- Potongan Teks -
Ahli Konstruksi UCB Beberkan Kajian Kostruktif
Setelah menalaah, menganalisa dan mengkaji kasus mangkraknya tiga proyek (red), Ketua Pusat Studi Jasa Konstruksi (PSJK) Universitas Citra Bangsa (UCB) Kupang, Dr. Ir. Andreas W. Koreh, MT, mengungkapkan beberapa catatan kritis konstruktif terkait keberlanjutan proyak NTT Fair, Monumen Pancasila dan GOR Oepoi. Dikutip dari Pos Kupang.Com, belum lama ini, Andre Koreh mengunkapkan kekecewaannya terhadap Pemerintah Provinsi NTT yang terkesan membiarkan tiga bangunan mangkrak itu bertahun-tahun tak terjamah. Andre menilai Pemerintah seakan tidak “berniat” menuntaskannya, padahal pemerintahlah yang menggagas bangunan ini. Penegak hukum pun seperti tidak melihat ini sebagai sesuatu yang perlu diselidiki lebih jauh. Entah mengapa mereka enggan melakukan penyelidikan.

- Data yang Diberikan -
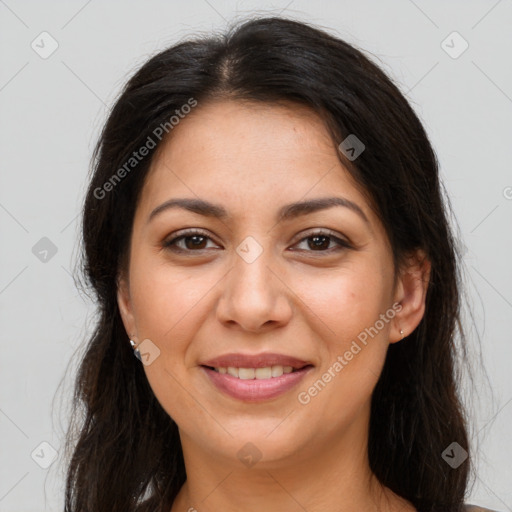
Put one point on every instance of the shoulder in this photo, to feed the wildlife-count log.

- Ketentuan Soal -
Salin lagi bagian teks tentang proyek mangkrak dari "Ahli Konstruksi UCB" sampai "enggan melakukan penyelidikan.", dan tolong ganti nama "Monumen Pancasila" menjadi "Tugu Pancasila". Baris-baris di atas tidak ada hubungannya dengan teks ini.

- Jawaban -
Ahli Konstruksi UCB Beberkan Kajian Kostruktif
Setelah menalaah, menganalisa dan mengkaji kasus mangkraknya tiga proyek (red), Ketua Pusat Studi Jasa Konstruksi (PSJK) Universitas Citra Bangsa (UCB) Kupang, Dr. Ir. Andreas W. Koreh, MT, mengungkapkan beberapa catatan kritis konstruktif terkait keberlanjutan proyak NTT Fair, Tugu Pancasila dan GOR Oepoi. Dikutip dari Pos Kupang.Com, belum lama ini, Andre Koreh mengunkapkan kekecewaannya terhadap Pemerintah Provinsi NTT yang terkesan membiarkan tiga bangunan mangkrak itu bertahun-tahun tak terjamah. Andre menilai Pemerintah seakan tidak “berniat” menuntaskannya, padahal pemerintahlah yang menggagas bangunan ini. Penegak hukum pun seperti tidak melihat ini sebagai sesuatu yang perlu diselidiki lebih jauh. Entah mengapa mereka enggan melakukan penyelidikan.